**Aim:**
Return the entries below word for word, starting at the first line and continuing through the line that contains "column 565, row 466".

Stored data entries:
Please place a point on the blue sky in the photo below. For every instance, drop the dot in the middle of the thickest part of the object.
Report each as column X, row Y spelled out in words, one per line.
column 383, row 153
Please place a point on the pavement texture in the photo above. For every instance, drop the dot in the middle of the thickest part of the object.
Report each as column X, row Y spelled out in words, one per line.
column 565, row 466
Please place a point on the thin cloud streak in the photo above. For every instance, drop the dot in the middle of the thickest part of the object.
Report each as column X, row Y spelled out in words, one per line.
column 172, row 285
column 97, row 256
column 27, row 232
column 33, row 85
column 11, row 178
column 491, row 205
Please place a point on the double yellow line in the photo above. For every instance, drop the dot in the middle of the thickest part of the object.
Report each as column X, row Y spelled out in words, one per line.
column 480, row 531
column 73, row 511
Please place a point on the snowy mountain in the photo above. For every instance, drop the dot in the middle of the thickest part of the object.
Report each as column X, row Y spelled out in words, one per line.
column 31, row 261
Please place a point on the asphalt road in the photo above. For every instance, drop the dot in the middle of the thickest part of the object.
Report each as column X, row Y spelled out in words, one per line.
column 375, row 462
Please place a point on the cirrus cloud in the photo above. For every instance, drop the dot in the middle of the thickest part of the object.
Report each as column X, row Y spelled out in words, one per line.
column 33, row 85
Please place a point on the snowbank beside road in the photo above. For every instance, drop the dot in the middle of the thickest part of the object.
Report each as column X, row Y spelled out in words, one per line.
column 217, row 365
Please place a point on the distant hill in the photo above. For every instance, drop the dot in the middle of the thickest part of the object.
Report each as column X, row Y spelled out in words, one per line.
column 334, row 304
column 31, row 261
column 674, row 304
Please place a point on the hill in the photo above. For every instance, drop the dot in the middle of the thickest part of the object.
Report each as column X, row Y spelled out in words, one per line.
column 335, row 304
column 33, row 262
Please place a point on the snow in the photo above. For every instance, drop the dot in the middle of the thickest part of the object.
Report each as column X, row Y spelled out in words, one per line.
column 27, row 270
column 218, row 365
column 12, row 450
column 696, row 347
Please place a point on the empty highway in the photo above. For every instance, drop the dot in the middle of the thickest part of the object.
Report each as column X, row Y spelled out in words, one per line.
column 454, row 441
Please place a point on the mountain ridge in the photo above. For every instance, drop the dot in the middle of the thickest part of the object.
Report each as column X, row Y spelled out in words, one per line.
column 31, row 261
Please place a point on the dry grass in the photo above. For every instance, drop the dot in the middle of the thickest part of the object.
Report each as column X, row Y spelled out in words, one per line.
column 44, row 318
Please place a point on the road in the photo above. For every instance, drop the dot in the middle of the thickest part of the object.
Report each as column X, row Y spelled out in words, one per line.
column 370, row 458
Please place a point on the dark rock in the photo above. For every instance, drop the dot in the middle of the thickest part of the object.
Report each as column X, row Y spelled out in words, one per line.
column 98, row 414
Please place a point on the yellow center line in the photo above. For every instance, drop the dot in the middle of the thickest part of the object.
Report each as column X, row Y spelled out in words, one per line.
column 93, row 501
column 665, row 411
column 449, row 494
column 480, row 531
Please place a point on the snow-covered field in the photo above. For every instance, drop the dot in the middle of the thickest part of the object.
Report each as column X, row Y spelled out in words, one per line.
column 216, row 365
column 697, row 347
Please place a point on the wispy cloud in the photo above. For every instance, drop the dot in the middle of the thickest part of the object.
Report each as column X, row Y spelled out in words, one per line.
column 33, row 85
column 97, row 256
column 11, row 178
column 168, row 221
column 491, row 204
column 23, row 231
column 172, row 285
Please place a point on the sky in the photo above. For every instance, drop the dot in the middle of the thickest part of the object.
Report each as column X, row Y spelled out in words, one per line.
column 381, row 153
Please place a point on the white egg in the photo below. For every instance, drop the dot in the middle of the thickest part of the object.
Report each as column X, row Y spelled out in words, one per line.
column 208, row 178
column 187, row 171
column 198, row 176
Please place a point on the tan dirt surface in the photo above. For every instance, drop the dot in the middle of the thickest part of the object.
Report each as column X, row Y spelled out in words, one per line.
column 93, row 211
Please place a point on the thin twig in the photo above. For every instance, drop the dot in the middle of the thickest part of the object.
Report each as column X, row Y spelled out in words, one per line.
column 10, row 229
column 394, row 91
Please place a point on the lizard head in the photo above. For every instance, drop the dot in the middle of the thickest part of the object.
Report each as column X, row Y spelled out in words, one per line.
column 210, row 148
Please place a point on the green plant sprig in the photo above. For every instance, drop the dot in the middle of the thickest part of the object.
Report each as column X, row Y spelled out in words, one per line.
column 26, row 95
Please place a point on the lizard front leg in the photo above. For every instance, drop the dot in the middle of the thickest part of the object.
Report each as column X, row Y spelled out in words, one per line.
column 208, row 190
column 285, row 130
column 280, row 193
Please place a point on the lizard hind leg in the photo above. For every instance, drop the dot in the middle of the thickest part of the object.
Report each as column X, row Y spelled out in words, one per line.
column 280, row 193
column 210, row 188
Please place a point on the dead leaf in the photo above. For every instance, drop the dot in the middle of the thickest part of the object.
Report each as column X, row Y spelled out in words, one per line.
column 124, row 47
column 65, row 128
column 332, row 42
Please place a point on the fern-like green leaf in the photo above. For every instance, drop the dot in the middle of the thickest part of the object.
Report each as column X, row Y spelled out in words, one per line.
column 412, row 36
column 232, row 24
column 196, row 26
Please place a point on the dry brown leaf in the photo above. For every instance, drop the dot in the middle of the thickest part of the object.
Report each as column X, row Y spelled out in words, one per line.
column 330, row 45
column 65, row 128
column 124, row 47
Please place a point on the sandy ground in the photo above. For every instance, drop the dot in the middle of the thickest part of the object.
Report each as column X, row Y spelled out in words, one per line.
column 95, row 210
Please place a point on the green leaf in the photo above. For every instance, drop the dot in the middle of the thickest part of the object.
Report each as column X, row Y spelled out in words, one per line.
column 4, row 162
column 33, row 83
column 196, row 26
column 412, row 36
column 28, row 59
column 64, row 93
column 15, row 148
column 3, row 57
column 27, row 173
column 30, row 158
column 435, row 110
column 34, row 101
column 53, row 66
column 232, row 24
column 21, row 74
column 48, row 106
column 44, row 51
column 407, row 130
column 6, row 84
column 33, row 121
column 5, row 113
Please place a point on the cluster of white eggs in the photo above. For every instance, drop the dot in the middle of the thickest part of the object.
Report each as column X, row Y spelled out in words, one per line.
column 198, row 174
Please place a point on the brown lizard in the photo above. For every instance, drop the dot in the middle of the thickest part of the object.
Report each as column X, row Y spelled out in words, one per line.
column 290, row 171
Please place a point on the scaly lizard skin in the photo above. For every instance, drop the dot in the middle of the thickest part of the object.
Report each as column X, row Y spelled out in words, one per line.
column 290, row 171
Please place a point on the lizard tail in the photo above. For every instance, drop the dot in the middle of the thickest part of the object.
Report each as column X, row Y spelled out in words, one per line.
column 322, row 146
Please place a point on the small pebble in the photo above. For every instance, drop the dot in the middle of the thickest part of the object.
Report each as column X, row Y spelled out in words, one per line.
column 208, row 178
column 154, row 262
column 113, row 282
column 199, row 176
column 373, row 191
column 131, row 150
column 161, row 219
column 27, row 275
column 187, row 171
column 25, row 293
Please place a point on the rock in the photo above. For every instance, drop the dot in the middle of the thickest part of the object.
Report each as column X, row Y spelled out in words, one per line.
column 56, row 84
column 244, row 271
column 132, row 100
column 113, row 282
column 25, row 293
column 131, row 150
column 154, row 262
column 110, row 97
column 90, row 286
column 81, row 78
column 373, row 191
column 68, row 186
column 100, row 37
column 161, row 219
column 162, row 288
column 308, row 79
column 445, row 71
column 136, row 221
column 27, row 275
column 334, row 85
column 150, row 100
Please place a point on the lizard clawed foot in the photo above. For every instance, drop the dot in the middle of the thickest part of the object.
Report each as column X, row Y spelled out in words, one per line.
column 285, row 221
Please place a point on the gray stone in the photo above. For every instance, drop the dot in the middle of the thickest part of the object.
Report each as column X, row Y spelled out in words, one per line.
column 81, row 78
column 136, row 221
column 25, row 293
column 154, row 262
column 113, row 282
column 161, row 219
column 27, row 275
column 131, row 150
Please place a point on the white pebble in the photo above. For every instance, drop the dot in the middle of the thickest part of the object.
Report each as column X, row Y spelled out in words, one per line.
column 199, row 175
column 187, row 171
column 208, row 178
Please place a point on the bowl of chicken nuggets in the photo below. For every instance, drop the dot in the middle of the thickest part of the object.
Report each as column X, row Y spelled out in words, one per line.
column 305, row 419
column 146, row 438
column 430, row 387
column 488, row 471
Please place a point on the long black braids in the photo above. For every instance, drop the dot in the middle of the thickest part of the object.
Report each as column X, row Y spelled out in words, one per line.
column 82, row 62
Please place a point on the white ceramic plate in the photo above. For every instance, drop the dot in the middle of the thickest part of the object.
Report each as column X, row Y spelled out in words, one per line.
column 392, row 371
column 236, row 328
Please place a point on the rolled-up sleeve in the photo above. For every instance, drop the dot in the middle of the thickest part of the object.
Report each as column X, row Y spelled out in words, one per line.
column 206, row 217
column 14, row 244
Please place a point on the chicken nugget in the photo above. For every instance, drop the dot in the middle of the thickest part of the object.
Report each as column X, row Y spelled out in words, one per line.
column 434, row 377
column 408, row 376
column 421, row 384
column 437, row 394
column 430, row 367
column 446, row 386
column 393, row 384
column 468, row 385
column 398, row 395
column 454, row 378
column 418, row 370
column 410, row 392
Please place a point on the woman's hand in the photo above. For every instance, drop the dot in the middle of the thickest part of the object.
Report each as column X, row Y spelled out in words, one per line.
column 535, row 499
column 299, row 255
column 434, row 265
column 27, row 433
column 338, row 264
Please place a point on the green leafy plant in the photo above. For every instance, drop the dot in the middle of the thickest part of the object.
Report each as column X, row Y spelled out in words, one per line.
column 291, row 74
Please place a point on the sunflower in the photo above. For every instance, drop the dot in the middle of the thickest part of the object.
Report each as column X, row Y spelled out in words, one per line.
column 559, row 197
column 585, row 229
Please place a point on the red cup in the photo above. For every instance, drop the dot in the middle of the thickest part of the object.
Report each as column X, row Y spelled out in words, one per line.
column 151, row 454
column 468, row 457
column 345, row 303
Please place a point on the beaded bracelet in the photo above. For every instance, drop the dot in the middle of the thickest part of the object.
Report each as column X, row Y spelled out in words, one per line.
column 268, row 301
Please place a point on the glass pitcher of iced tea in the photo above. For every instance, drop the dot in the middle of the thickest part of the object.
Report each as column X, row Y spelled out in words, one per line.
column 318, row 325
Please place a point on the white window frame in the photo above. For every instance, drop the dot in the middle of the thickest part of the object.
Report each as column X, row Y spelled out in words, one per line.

**Response:**
Please place a point on the blue sky in the photo below. For every instance, drop the dot in the middle of the thickest part of the object.
Report each as column X, row Y spelled out in words, one per line.
column 383, row 153
Please place a point on the pavement texture in the photo above. For every instance, drop the dot in the middle of the thickest part of the object.
Report each as column X, row Y spelled out in words, one per line.
column 565, row 466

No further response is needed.